··· Given data

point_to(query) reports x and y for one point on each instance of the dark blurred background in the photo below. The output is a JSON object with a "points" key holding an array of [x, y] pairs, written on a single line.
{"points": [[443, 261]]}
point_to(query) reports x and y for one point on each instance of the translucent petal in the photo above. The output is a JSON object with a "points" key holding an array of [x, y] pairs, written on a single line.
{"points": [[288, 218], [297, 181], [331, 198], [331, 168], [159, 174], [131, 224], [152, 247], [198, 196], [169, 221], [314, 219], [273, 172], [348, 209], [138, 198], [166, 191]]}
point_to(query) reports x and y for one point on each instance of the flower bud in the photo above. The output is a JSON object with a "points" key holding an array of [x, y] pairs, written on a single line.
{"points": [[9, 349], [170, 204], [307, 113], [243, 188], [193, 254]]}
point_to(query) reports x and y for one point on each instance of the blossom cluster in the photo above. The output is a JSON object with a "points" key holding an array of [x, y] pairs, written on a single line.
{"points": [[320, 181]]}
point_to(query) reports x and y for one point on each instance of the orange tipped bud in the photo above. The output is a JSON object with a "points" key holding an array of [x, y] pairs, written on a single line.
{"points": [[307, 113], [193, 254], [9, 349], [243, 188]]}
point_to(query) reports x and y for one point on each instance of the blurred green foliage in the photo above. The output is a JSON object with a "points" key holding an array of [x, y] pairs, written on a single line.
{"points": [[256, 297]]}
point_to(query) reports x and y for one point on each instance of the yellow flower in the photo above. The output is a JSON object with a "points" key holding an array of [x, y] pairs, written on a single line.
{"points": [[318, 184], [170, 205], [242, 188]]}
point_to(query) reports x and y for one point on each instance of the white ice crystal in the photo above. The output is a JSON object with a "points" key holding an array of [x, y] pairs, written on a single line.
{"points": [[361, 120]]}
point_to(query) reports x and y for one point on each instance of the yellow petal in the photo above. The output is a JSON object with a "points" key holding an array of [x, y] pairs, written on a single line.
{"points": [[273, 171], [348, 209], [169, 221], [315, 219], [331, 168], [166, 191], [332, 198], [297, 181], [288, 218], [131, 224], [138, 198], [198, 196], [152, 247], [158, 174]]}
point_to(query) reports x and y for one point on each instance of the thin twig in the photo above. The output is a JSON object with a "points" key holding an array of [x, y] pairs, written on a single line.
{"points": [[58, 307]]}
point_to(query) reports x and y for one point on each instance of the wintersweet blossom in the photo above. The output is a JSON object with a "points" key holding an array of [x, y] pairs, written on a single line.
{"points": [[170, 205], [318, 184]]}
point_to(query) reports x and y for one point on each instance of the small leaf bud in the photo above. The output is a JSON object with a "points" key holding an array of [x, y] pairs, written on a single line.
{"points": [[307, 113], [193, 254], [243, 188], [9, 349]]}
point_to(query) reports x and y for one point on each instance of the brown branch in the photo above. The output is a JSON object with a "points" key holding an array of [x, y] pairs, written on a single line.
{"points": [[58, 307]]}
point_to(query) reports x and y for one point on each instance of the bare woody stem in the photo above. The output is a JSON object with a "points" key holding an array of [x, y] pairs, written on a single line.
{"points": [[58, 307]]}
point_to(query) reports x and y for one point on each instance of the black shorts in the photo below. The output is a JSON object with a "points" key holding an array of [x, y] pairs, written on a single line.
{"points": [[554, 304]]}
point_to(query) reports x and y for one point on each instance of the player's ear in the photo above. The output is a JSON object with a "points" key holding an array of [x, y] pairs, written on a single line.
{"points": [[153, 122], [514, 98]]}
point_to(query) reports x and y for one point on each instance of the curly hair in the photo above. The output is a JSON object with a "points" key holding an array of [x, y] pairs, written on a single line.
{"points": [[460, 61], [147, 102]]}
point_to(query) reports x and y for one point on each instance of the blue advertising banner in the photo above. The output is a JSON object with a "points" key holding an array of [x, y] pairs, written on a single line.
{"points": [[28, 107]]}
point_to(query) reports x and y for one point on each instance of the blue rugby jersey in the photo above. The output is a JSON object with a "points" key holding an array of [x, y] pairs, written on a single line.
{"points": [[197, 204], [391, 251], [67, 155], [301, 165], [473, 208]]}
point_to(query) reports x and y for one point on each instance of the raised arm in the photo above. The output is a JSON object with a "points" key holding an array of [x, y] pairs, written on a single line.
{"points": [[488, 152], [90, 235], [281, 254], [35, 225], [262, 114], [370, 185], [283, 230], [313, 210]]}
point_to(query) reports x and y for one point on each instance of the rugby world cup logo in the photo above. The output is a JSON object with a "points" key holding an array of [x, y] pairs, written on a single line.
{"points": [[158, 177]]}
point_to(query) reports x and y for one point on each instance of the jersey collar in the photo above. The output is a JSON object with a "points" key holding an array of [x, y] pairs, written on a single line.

······

• [Problem statement] All of the material must be reproduced exactly.

• [Result for this exercise]
point_to(query) reports x and y for one point on each instance of the dark blurred background in the photo below. The output is a JSON object with a "points" key holding an array of [x, y] pairs, written on a single line.
{"points": [[443, 261]]}
point_to(query) reports x and y for one point on each instance of the translucent petal in the photo above. The output is a JSON object with a "points" key holding an array of [x, y] pairs, written on a single line.
{"points": [[288, 218], [297, 181], [331, 198], [331, 168], [159, 174], [131, 224], [152, 247], [198, 196], [169, 221], [314, 219], [273, 172], [348, 209], [138, 198], [166, 191]]}
point_to(query) reports x and y for one point on each instance of the flower bud in the photo above. The output is a JSON object with a "points" key holding an array of [x, y] pairs, written on a single line.
{"points": [[9, 349], [170, 204], [307, 113], [243, 188], [193, 254]]}
point_to(query) reports x and y for one point on each instance of the blossom cluster in the photo above. The output is a JSON object with a "points" key holding an array of [x, y] pairs, written on a single line.
{"points": [[320, 181]]}
point_to(query) reports x and y for one point on each instance of the orange tipped bud in the photo above. The output is a JSON object with a "points" key holding an array of [x, y] pairs, written on a single line.
{"points": [[307, 113], [193, 254], [9, 349], [243, 188]]}
point_to(query) reports x and y for one point on each instance of the blurred green foliage in the photo above. The output is a JSON object with a "points" key holding an array of [x, y] pairs, written on a single line.
{"points": [[256, 297]]}
point_to(query) reports x and y for one point on each instance of the yellow flower in the photo above. The output is a JSON object with a "points" key holding an array of [x, y] pairs, written on a single line.
{"points": [[318, 184], [170, 205], [242, 188]]}
point_to(query) reports x and y for one point on each instance of the white ice crystal in the photo above. The output is a JSON object with a "points" key holding an array of [x, y] pairs, written on a single line.
{"points": [[361, 120]]}
point_to(query) reports x and y for one point on each instance of the yellow petal in the photo above. The output is a JSON object with a "points" key holding an array of [x, y] pairs, written on a single line.
{"points": [[273, 171], [348, 209], [169, 221], [315, 219], [331, 168], [166, 191], [332, 198], [297, 181], [288, 218], [131, 224], [138, 198], [198, 196], [152, 247], [158, 174]]}
point_to(query) reports x and y for one point on each instance of the thin twig in the photo above. The output is a JSON object with a "points" key holding an array of [x, y] pairs, written on a single line.
{"points": [[58, 307]]}
point_to(query) reports x and y for one point on each instance of the wintersweet blossom in the photo above. The output is a JSON object with a "points" key holding an array of [x, y] pairs, written on a single line.
{"points": [[170, 205], [318, 184]]}
point_to(query) reports x and y for one point on each instance of the small leaf bud in the photo above. The output is a JSON object with a "points" key holding an array of [x, y] pairs, written on a single line.
{"points": [[307, 113], [193, 254], [243, 188], [9, 349]]}
point_to(query) reports x and y for one point on each instance of the brown branch in the photo above. The output is a JSON object with a "points" key holding an array of [x, y] pairs, written on a single line.
{"points": [[58, 307]]}
point_to(query) reports x and y for one point on each instance of the bare woody stem in the photo above. The output is a JSON object with a "points" key holding an array of [x, y] pairs, written on a single line.
{"points": [[58, 307]]}
point_to(query) reports x and y for one point on each instance of the black shorts in the photo below. The output is a JSON object with a "points" key holding an array of [x, y] pairs, written on a single line.
{"points": [[554, 304]]}
point_to(query) reports x and y for one point on each instance of the player's ear in the photo above. The output is a JSON object with a "points" key holding an array of [x, y] pairs, written on a single line.
{"points": [[153, 122], [514, 98]]}
point_to(query) reports x and y for one point on each instance of the curly hair in the photo above. The output is a JSON object with a "points" key holding an array of [x, y] pairs, written on a single line.
{"points": [[460, 61], [147, 102]]}
point_to(query) reports x and y for one point on each instance of the blue advertising banner in the photo above. The output is a JSON object with a "points" key holding an array of [x, y] pairs, written on a single line.
{"points": [[28, 107]]}
point_to(query) reports x and y for one point on each instance of the blue rugby jersey in the photo above. The output is a JSON object with a "points" key holding an array of [x, y] pairs, written on a single line.
{"points": [[197, 204], [391, 251], [67, 155], [301, 165], [473, 208]]}
point_to(query) reports x and y for one point on each instance of the raised arm in the photo above. The output is a JSON object with a "points" key holding an array of [x, y] pairs, written on a single line.
{"points": [[488, 152], [90, 235], [281, 254], [35, 225], [262, 114], [370, 185], [283, 230], [313, 210]]}
point_to(query) reports x and y for one point on each instance of the rugby world cup logo in the photo above. The output is a JSON object with a "points" key holding an array of [x, y] pairs, written on a single line.
{"points": [[158, 177]]}
point_to(query) reports x and y for one point on each instance of the jersey collar in the photo above. The output is a JSON object with a "points" key holding an array of [x, y] pairs, written on a single line.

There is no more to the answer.